__EXERCISE REQUIREMENTS__: Any pictures in the records below should be skipped; write out everything else exactly.

Labeled-object pointing entries:

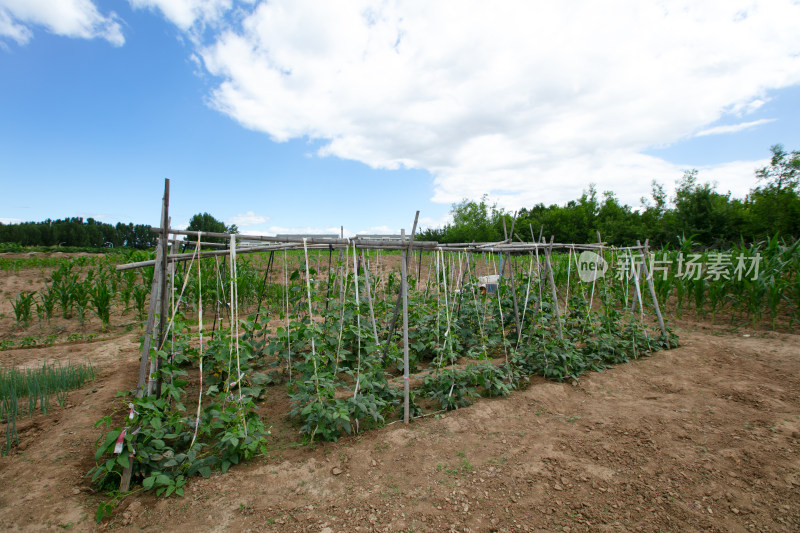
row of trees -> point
(697, 210)
(78, 232)
(90, 233)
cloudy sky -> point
(295, 115)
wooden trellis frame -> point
(159, 301)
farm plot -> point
(493, 345)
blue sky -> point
(304, 116)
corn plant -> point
(101, 294)
(22, 308)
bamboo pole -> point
(404, 259)
(552, 281)
(369, 300)
(653, 294)
(404, 295)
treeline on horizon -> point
(697, 212)
(79, 233)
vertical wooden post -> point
(404, 260)
(553, 285)
(404, 296)
(369, 300)
(163, 296)
(157, 294)
(653, 291)
(507, 261)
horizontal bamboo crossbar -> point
(335, 243)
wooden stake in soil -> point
(164, 242)
(404, 296)
(397, 305)
(653, 292)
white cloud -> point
(308, 230)
(70, 18)
(733, 128)
(525, 101)
(247, 219)
(187, 13)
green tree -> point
(206, 223)
(775, 205)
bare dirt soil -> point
(704, 437)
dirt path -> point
(701, 438)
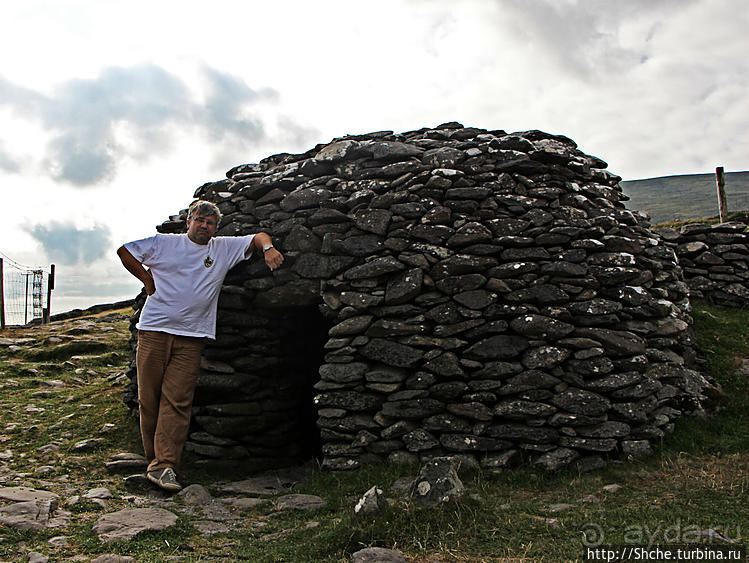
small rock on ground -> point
(127, 523)
(299, 502)
(195, 494)
(377, 555)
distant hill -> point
(673, 198)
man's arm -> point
(273, 258)
(136, 268)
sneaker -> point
(164, 478)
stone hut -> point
(446, 291)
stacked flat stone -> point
(715, 260)
(487, 296)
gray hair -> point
(205, 208)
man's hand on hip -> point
(273, 258)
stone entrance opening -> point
(254, 399)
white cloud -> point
(144, 101)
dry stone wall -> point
(715, 260)
(446, 291)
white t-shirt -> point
(188, 278)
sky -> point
(113, 112)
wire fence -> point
(25, 292)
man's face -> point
(200, 228)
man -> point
(183, 285)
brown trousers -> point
(168, 368)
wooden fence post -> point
(720, 179)
(2, 296)
(50, 287)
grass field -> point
(698, 480)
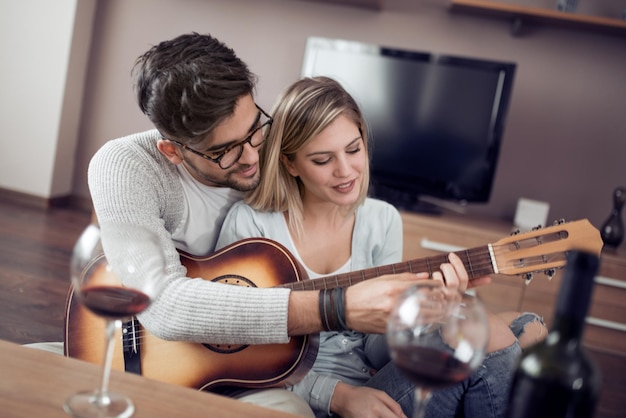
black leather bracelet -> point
(340, 308)
(324, 309)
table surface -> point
(35, 383)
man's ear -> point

__EXERCISE RESULT__:
row of trees -> point
(697, 210)
(78, 232)
(90, 233)
cloudy sky -> point
(295, 115)
wooden trellis frame -> point
(159, 301)
farm plot -> point
(493, 345)
blue sky -> point
(304, 116)
corn plant -> point
(101, 294)
(22, 308)
bamboo pole -> point
(404, 259)
(552, 281)
(369, 300)
(653, 294)
(404, 295)
treeline on horizon -> point
(697, 212)
(79, 233)
vertical wooden post -> point
(404, 260)
(553, 285)
(404, 296)
(369, 300)
(163, 296)
(157, 294)
(653, 291)
(507, 261)
horizontal bamboo crossbar -> point
(335, 243)
wooden stake in soil -> point
(164, 242)
(404, 296)
(397, 305)
(653, 292)
white cloud -> point
(308, 230)
(70, 18)
(733, 128)
(525, 101)
(247, 219)
(187, 13)
green tree -> point
(206, 223)
(775, 205)
bare dirt soil -> point
(704, 437)
dirt path -> point
(701, 438)
small rock on ground -> point
(127, 523)
(299, 502)
(195, 494)
(377, 555)
distant hill -> point
(673, 198)
man's arm -> point
(273, 258)
(136, 268)
sneaker -> point
(164, 478)
stone hut -> point
(446, 291)
stacked flat stone -> point
(715, 260)
(487, 296)
gray hair -> point
(205, 208)
man's hand on hip -> point
(273, 258)
stone entrance opening -> point
(254, 399)
white cloud -> point
(144, 101)
dry stone wall -> point
(715, 260)
(446, 291)
white t-shirt -> point
(188, 278)
sky -> point
(113, 112)
wire fence -> point
(25, 292)
man's face -> point
(200, 228)
man -> point
(183, 285)
brown trousers -> point
(168, 368)
wooden fence post -> point
(720, 179)
(2, 296)
(50, 287)
grass field -> point
(698, 480)
black leather bracelet -> point
(340, 308)
(324, 309)
table surface -> point
(35, 383)
man's ear -> point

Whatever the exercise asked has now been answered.